As they say, communication is key, whether that’s at our workplace, in our relationships, or when we’re just out and about. But at some point, our skills aren’t always at their best. You may have been accused of not listening or not being able to politely agree to disagree.
So, why is that? We asked an expert for some analysis.
Marie Schaaf Gallagher, PH. D. is a clinical neuropsychologist at Sanford Health in Bismarck.
“Neuropsychology is the connection between the brain functioning and our behaviors: what we do and how we think and our thinking skills,” Gallagher said.
In her career, Gallagher has seen lots of change. But she points out the biggest change she has seen is the use of technology.
“Most of our tests are paper, pencil tests that we give to patients. And a lot of that is moving to tablet-based administration and computerized administration,” Gallgher said.
Gallagher said technology is not only changing how she and her colleagues do their job, it’s also changing us.

Entries supplied:
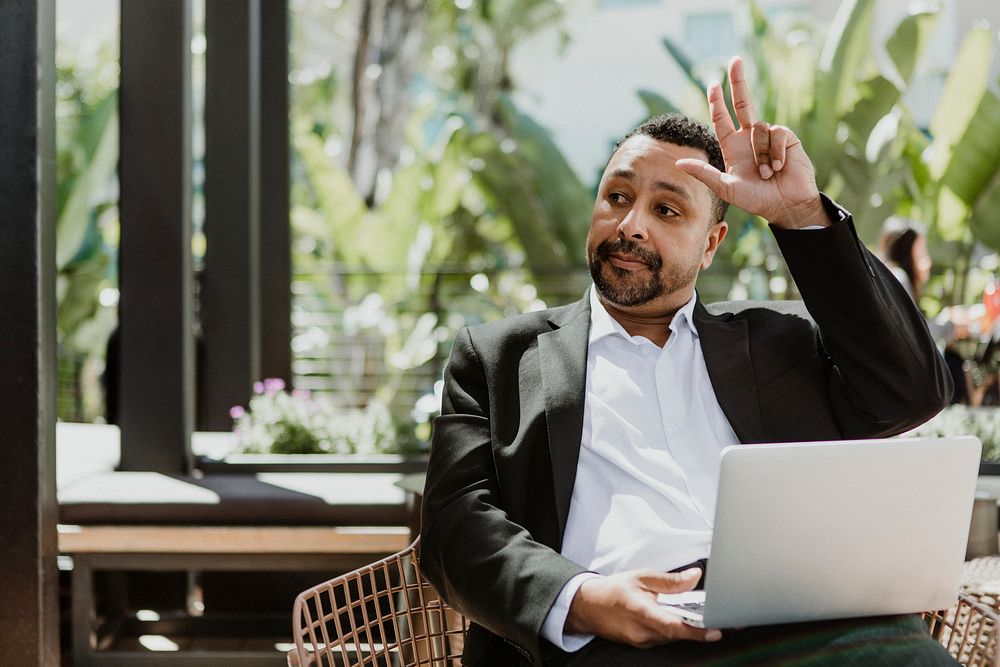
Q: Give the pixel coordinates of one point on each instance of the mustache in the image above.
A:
(629, 249)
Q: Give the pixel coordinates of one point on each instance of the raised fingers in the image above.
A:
(742, 103)
(760, 138)
(781, 140)
(722, 122)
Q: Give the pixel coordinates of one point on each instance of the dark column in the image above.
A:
(230, 287)
(275, 232)
(155, 267)
(29, 615)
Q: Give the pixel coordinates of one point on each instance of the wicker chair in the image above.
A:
(387, 615)
(384, 614)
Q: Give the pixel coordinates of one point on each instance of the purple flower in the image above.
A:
(273, 385)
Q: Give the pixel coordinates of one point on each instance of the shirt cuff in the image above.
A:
(555, 621)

Exercise objective: Carry on the article about communication and a neuropsychologist's view of technology, starting right after its last sentence. The entries are separate material and have nothing to do with the article.

Answer below:
“Technology can be a great tool for lots of reasons. It also decreases some of the components of interpersonal communication,” Gallagher said.
Some of those crucial ingredients missing when communicating electronically, Gallagher explained, include body language and tone of voice.
“Social media moves very quickly. And so, we don’t always give ourselves time to pause and think about how our message is being conveyed and how it might be received,” Gallagher said.
Another pitfall with technology, Gallagher said, is it call allow us to limit the information we see to fit our needs and way of thinking. However, Gallagher isn’t the only one who’s notices what can exist in the social media world.
“I don’t use a lot of social media,” John, a Bismarck resident said. “I just don’t really like everything that’s put out there.”
“I stopped using it so much,” Bismarck resident Crystal said. “Just the drama, I guess. If you find yourself on there and you can’t get away from it… you got to find a way to stay away from the drama.”
So, how do you disconnect and learn to be more open? The doctor offered this diagnosis.
“Let social media or let your technology help you set an alarm on your phone, so that every day, if you’ve been on the phone for 30 minutes, it says: ‘Hey! Get off your phone’,” Gallagher said.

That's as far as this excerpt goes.